ABOUT THIS TASK
The output is the lines below from the one with "[tag] short dark" through the one with "[tag] young leaf (a point for each instance)", both included, printed exactly and with no other line.

Natural language region descriptions
:::::

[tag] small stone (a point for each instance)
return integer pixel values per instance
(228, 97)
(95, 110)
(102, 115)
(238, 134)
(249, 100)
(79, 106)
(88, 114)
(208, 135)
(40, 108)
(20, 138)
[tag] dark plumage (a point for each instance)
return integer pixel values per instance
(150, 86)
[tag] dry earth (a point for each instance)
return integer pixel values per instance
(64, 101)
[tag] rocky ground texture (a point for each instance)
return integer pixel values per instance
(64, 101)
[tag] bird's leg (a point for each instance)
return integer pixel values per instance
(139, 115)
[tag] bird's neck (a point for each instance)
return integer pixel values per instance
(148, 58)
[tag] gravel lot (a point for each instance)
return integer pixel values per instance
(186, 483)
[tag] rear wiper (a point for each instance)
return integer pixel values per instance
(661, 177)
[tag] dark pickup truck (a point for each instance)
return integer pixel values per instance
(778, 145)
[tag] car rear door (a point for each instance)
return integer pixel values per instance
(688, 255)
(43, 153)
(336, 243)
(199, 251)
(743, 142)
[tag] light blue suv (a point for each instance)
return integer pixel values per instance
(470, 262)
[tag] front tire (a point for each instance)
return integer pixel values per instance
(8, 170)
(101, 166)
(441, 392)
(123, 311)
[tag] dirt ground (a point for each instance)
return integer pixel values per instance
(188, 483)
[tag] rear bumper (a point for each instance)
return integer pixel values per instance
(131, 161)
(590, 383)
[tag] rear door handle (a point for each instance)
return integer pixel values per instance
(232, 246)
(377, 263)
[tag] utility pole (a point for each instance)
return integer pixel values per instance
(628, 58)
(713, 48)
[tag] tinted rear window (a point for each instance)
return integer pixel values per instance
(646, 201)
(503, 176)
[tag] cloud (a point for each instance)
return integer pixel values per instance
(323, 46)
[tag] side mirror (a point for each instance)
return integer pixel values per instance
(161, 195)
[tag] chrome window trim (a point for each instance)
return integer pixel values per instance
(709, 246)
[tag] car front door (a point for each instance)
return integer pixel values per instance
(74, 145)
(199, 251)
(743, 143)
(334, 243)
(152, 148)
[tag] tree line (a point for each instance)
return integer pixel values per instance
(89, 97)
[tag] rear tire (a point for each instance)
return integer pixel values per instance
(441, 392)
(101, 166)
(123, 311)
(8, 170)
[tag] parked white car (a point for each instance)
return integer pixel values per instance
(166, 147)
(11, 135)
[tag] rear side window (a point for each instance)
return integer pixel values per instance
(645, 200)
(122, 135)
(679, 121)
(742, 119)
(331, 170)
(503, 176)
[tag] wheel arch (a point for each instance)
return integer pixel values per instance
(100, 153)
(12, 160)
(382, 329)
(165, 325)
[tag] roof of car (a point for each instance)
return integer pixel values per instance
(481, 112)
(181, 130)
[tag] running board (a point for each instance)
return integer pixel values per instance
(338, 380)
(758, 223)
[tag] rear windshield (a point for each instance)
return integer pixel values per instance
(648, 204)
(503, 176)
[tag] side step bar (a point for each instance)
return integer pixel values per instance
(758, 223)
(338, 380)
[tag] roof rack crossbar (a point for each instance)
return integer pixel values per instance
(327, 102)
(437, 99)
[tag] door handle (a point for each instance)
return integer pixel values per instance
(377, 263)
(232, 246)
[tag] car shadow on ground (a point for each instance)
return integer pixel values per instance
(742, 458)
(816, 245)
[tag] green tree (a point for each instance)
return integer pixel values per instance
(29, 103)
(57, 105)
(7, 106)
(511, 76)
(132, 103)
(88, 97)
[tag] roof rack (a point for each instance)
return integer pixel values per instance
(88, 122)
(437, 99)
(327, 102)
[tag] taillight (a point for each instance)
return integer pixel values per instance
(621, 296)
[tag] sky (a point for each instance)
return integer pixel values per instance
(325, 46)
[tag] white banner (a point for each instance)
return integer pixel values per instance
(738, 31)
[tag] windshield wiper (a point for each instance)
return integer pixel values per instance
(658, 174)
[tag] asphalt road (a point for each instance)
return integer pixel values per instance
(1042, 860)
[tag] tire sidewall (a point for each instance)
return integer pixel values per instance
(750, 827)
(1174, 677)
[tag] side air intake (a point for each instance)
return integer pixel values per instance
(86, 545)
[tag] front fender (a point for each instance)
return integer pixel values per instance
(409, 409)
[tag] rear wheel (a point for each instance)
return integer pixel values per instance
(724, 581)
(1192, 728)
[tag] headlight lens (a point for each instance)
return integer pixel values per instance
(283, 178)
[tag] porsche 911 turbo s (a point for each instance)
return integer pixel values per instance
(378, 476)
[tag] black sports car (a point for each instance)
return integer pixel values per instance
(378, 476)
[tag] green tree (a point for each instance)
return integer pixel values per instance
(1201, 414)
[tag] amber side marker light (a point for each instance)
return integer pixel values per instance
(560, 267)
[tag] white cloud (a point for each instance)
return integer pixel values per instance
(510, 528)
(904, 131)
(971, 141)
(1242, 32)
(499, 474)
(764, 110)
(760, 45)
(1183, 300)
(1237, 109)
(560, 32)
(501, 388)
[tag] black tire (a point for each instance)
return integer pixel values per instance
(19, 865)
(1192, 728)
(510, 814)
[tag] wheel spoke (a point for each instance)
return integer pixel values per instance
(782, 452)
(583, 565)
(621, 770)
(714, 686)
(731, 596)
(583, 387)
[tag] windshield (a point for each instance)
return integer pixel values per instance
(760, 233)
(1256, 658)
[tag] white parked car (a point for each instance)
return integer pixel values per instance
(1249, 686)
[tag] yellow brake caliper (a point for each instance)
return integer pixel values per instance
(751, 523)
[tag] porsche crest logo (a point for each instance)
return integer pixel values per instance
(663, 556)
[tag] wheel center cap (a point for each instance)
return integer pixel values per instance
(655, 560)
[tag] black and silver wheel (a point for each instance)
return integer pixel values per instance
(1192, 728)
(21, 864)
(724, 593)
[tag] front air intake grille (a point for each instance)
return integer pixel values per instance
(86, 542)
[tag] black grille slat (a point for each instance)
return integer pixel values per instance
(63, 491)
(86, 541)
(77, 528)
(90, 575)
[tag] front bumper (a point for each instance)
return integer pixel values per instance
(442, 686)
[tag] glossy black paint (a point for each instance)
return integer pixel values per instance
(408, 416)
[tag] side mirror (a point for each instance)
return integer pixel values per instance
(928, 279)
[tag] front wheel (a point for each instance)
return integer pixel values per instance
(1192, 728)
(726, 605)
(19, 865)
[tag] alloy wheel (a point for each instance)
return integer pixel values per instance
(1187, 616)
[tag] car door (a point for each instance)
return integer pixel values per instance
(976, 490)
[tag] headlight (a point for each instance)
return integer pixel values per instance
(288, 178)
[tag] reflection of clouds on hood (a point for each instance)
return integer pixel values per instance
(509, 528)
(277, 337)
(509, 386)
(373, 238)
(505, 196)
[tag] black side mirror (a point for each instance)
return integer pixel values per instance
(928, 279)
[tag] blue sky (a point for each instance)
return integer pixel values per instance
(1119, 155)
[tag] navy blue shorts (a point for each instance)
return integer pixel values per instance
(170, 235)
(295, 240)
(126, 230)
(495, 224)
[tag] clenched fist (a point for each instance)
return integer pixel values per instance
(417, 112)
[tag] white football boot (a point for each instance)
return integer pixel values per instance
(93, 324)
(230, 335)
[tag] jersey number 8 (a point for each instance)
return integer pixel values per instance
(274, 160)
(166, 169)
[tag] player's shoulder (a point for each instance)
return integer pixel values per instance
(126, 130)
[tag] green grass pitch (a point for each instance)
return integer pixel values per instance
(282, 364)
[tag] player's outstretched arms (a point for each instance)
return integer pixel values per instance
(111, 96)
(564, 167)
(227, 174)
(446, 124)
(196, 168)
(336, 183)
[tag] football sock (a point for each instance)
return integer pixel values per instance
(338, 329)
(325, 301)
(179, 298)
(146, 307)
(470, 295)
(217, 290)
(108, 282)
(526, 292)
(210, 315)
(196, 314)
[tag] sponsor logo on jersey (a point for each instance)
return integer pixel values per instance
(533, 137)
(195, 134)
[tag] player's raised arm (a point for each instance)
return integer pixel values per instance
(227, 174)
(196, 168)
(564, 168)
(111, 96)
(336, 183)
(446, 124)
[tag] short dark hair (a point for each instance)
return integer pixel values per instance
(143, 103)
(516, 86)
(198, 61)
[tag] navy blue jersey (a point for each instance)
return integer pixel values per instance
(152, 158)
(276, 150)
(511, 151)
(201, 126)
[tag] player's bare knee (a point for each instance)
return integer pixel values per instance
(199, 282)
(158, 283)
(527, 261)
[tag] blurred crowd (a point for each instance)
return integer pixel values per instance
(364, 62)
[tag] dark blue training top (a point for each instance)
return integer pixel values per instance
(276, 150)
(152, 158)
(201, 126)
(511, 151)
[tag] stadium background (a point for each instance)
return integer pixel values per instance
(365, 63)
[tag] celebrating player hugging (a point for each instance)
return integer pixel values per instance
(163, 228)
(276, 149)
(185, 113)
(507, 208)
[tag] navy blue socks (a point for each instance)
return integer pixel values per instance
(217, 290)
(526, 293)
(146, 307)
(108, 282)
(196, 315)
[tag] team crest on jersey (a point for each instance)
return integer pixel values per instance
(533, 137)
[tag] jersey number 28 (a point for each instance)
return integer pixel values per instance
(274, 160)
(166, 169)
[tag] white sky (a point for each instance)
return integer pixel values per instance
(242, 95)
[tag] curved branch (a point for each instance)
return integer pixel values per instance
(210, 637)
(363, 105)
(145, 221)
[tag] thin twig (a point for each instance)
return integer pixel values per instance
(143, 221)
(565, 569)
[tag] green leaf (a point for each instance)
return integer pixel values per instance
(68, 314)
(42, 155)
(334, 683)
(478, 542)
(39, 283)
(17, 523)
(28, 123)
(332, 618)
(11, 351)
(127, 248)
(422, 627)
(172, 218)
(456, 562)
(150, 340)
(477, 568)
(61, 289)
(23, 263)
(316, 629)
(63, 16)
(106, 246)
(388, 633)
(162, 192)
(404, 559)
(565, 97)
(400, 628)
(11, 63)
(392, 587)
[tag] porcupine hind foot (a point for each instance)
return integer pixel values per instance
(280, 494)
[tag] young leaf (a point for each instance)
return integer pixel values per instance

:::::

RESULT OF THIS EXERCISE
[tag] short dark hair (a point for each instance)
return integer pixel values per instance
(143, 103)
(516, 86)
(198, 61)
[tag] navy blue jersey (a point for each instance)
return integer pixel values per instance
(152, 158)
(276, 150)
(511, 151)
(201, 126)
[tag] player's bare knee (a point for each instance)
return integer pixel values per instance
(199, 282)
(158, 283)
(527, 261)
[tag] blurred crowd (a point for each instance)
return integer pixel values per instance
(364, 62)
[tag] dark blue training top (a point for each instance)
return integer pixel values per instance
(276, 150)
(152, 158)
(201, 126)
(511, 151)
[tag] stadium background (a point for each instance)
return integer pixel values per instance
(365, 63)
[tag] celebrating player hugging (a point for each instance)
return integer pixel values per instance
(163, 228)
(276, 149)
(185, 113)
(507, 208)
[tag] navy blue socks (a point for each instance)
return integer pixel values per instance
(217, 290)
(526, 293)
(146, 307)
(108, 282)
(196, 315)
[tag] team crest on jersey (a point for each instance)
return integer pixel values per instance
(533, 137)
[tag] jersey number 28 (a point for each instance)
return integer pixel values per instance
(274, 160)
(166, 169)
[tag] white sky (a point for each instance)
return integer pixel values per instance
(242, 95)
[tag] curved branch (a point for each instance)
return integer pixel values per instance
(210, 637)
(363, 105)
(145, 221)
[tag] thin twig (a point for each instance)
return integer pixel values per instance
(143, 221)
(565, 569)
[tag] green leaf (a point for each instance)
return integer pixel values per instance
(68, 314)
(42, 155)
(334, 683)
(478, 542)
(39, 283)
(17, 523)
(28, 123)
(332, 618)
(11, 351)
(127, 248)
(422, 627)
(172, 218)
(456, 562)
(150, 340)
(477, 568)
(61, 289)
(23, 263)
(316, 629)
(63, 16)
(106, 246)
(388, 633)
(162, 192)
(404, 559)
(565, 97)
(400, 628)
(11, 63)
(392, 587)
[tag] porcupine hind foot (a point for each instance)
return integer pixel values per instance
(280, 494)
[tag] young leaf (a point for each instance)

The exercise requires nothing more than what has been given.